=== Aim ===
Reproduce only this part of the listing: the line with "For each instance of the metal", plus every line after it through the last.

=== Record extracts ===
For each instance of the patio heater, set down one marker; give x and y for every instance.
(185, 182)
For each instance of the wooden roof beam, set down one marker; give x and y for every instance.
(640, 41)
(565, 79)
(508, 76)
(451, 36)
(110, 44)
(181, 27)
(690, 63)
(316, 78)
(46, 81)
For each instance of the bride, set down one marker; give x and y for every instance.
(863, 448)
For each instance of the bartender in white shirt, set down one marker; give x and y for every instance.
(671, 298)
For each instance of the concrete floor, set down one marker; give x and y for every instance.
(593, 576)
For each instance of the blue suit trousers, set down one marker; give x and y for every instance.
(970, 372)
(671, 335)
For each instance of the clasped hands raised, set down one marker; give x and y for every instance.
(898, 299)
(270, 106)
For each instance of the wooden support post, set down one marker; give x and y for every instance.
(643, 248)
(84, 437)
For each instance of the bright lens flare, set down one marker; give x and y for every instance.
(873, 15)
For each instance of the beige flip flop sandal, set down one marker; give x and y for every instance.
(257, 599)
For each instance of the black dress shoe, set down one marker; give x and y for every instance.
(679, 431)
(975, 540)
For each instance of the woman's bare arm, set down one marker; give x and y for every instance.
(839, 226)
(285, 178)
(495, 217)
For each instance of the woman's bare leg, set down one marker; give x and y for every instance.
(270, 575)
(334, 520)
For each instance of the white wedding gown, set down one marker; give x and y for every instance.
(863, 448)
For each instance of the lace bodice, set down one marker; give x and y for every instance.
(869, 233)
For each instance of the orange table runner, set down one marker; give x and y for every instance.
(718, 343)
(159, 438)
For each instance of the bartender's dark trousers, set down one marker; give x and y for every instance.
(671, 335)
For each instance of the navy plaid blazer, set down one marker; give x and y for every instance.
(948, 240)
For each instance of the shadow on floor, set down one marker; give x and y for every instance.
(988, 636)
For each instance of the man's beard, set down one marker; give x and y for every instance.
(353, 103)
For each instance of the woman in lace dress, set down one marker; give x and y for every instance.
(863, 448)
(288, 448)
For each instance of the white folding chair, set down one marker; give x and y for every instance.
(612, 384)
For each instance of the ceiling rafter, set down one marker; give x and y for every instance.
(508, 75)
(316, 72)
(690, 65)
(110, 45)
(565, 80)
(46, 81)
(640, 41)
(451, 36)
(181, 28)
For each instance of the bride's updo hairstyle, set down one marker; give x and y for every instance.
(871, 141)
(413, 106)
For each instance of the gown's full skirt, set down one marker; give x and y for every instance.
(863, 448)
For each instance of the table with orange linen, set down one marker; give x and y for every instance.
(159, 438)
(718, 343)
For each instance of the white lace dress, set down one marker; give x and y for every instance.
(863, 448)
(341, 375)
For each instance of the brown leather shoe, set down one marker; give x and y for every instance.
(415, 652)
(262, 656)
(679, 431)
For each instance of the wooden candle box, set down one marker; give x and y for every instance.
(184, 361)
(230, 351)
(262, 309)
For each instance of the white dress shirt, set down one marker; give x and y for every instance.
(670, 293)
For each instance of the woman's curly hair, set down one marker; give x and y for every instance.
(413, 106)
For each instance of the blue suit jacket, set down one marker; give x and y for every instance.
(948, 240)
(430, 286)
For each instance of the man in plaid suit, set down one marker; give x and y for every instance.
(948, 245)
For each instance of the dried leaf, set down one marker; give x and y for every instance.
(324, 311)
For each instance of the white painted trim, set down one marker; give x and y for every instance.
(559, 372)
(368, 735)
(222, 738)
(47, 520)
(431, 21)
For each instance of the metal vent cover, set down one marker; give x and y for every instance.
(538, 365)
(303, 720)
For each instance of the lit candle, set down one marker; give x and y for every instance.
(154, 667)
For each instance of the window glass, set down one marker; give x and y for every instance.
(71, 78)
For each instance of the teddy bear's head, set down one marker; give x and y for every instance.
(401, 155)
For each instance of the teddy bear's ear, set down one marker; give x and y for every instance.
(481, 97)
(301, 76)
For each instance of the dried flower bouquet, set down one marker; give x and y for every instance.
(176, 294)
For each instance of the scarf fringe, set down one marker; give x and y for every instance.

=== Task solution ===
For each instance of the metal vent cover, set down one marker; give x and y for every instance.
(538, 365)
(303, 720)
For each instance of the lit candle, set down one marker; give x and y for every instance.
(154, 667)
For each instance of the window glass, set down one marker; give x and y for every instance.
(71, 78)
For each instance of the teddy bear's head, set down one marker; give x and y for every instance.
(401, 155)
For each instance of the teddy bear's ear, set down one marker; give x and y for every instance.
(481, 97)
(301, 76)
For each instance of the dried flower bouquet, set down one marker; give x and y for every instance.
(176, 294)
For each instance of the scarf fringe, set down one marker; give x and y for every instance.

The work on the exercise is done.